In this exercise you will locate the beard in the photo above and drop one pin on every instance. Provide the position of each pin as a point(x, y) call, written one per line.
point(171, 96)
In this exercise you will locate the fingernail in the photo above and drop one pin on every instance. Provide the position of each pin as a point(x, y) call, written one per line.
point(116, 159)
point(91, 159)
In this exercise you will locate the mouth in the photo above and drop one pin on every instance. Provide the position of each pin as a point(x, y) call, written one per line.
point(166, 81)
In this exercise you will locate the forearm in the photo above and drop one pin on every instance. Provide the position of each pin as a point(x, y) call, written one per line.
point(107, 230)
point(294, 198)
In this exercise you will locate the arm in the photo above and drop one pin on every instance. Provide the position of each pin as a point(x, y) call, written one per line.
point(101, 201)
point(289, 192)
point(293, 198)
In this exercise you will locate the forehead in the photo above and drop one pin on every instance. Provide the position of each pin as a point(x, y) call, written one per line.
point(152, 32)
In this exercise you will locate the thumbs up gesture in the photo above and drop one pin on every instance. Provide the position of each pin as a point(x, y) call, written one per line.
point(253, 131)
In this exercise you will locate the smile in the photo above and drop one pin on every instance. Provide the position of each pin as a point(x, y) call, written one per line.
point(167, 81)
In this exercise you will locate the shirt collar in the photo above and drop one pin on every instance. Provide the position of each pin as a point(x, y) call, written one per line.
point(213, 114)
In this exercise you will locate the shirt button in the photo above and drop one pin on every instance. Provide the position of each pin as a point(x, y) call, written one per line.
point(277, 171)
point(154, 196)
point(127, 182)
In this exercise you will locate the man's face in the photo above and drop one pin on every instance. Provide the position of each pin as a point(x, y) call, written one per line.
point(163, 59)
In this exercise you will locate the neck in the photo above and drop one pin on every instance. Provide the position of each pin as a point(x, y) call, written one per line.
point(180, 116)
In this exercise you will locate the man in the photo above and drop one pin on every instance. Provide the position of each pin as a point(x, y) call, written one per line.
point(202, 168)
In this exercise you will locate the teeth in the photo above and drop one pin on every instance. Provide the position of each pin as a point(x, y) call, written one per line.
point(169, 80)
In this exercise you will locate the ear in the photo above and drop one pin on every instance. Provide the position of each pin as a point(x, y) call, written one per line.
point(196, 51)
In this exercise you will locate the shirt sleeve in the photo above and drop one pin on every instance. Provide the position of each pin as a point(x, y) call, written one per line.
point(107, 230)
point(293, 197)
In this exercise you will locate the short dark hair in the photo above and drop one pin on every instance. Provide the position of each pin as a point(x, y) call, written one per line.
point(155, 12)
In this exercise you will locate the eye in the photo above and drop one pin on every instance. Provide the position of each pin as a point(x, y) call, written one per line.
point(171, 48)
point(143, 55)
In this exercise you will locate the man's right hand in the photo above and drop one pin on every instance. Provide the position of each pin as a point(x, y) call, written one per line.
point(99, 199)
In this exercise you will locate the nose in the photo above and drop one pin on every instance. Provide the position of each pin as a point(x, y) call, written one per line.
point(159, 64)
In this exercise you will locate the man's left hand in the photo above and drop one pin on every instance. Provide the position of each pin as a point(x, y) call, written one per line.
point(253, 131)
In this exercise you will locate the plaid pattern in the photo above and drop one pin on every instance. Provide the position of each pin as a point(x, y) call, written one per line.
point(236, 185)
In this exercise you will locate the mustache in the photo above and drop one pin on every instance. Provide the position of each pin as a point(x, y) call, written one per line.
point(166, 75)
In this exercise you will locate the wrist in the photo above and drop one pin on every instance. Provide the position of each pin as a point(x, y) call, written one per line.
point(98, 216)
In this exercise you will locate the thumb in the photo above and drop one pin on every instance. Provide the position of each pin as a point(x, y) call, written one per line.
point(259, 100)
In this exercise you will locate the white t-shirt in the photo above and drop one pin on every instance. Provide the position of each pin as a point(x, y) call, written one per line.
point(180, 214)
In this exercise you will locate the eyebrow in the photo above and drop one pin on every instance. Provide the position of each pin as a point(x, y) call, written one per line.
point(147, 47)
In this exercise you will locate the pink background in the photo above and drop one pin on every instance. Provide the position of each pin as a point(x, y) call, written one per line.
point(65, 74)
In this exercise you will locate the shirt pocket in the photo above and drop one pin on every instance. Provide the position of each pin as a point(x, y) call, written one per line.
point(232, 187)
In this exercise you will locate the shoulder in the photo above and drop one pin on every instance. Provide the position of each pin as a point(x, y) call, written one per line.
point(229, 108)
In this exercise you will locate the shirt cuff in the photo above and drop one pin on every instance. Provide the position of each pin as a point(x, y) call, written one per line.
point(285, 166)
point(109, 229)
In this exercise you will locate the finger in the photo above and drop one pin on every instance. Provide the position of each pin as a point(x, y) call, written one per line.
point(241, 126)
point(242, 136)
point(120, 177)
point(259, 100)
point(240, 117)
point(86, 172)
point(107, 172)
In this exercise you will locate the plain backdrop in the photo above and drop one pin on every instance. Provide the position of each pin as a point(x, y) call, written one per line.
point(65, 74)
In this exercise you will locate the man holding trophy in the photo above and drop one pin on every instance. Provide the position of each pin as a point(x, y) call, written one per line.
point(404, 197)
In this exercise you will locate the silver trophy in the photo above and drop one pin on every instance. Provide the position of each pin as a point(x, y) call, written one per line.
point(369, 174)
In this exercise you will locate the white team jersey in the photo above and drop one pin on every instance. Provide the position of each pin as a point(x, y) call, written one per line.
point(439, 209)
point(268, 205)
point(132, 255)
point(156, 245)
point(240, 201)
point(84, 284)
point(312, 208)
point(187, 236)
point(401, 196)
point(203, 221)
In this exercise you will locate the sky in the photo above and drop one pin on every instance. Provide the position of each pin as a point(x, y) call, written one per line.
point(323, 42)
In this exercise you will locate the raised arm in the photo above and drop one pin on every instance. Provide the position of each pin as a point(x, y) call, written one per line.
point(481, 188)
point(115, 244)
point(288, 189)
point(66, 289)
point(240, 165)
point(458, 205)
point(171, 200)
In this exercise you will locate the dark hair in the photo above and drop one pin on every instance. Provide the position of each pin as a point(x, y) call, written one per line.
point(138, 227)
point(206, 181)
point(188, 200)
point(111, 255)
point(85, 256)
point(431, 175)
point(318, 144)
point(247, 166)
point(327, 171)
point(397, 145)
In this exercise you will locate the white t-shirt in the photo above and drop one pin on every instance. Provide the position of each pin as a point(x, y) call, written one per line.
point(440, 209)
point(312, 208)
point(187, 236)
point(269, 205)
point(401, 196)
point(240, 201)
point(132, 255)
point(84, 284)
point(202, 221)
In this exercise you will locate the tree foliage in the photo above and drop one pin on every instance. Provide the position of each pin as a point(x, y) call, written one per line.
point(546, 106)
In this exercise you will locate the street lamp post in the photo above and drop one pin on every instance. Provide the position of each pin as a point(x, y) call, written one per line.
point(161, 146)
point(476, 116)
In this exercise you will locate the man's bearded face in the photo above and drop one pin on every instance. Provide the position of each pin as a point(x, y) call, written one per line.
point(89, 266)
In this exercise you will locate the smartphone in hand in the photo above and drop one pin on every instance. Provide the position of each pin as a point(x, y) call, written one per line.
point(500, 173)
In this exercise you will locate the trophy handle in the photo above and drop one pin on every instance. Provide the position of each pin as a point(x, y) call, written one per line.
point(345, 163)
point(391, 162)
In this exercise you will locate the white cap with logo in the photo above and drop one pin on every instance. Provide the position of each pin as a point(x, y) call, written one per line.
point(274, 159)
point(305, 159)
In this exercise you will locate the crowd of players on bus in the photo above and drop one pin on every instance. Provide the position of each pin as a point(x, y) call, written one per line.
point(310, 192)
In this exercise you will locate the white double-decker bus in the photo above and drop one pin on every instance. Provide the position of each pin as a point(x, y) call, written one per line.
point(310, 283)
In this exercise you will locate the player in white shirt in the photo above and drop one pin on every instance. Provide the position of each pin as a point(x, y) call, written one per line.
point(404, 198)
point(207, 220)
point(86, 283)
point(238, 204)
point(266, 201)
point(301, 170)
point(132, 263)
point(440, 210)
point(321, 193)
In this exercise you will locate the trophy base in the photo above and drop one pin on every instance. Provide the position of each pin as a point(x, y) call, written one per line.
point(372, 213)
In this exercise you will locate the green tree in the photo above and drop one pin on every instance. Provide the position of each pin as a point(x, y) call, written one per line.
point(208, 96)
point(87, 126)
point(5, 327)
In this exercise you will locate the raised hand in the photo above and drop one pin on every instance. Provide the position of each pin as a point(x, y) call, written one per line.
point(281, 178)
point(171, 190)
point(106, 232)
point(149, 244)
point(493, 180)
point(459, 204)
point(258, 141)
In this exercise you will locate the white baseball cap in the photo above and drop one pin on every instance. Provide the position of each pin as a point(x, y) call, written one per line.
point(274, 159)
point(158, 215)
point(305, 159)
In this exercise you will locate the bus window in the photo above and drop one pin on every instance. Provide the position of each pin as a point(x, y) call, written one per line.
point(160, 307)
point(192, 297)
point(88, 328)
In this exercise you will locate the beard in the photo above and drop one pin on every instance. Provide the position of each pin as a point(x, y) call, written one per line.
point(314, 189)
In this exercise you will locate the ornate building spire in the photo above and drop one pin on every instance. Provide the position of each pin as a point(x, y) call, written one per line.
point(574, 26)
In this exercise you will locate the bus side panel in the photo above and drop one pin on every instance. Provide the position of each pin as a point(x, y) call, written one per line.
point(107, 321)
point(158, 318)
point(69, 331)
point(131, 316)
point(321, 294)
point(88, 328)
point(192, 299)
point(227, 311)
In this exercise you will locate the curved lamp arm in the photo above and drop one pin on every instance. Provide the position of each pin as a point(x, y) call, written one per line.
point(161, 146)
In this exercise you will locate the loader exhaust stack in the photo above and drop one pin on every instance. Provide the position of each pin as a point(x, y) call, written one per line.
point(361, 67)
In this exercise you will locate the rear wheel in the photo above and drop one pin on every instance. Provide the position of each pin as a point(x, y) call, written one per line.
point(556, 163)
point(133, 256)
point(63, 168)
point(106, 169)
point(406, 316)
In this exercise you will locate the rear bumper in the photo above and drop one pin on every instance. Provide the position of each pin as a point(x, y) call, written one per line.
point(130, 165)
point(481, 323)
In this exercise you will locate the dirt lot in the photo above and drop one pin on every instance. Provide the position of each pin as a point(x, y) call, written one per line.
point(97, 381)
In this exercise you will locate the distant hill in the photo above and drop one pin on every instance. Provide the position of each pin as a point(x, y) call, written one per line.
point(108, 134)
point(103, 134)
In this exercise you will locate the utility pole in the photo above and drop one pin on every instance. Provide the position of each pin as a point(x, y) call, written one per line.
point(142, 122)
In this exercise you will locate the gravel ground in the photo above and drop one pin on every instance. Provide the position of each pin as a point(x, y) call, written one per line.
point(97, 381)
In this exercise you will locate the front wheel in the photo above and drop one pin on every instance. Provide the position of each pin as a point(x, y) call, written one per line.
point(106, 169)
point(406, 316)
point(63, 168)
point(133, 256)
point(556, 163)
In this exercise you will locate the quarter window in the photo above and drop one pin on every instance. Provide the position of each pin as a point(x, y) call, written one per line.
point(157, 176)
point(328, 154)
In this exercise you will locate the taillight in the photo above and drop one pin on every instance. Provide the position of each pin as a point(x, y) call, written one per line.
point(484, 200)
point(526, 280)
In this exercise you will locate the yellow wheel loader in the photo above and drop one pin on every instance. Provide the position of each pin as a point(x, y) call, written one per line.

_EXERCISE PROMPT_
Please lay out the rows as a JSON list of strings, one string per line with blank lines left out, starting with the line that contains "In this exercise you will locate the forearm" and going on through the line that contains "point(167, 81)", both ends included.

_REPLY_
[
  "In this exercise you will locate the forearm in the photo above and drop one pin on every instance. Provide the position of each pin as a point(x, y) call, written one per line.",
  "point(107, 230)",
  "point(294, 198)",
  "In this exercise you will locate the arm in the photo above and drop one pin on every instance. Provide the position of each pin as a point(x, y) call, written one per line.",
  "point(101, 201)",
  "point(289, 192)",
  "point(293, 198)",
  "In this exercise you will locate the forehead in the photo above and drop one pin on every instance. Provide the position of each pin as a point(x, y) call, written one per line.",
  "point(152, 32)",
  "In this exercise you will locate the thumbs up gesture in the photo above and drop one pin on every instance. Provide the position of each pin as a point(x, y) call, written one per line.",
  "point(253, 131)",
  "In this exercise you will locate the smile in the photo above and drop one pin on every instance. Provide the position of each pin as a point(x, y) call, written one per line.",
  "point(167, 81)"
]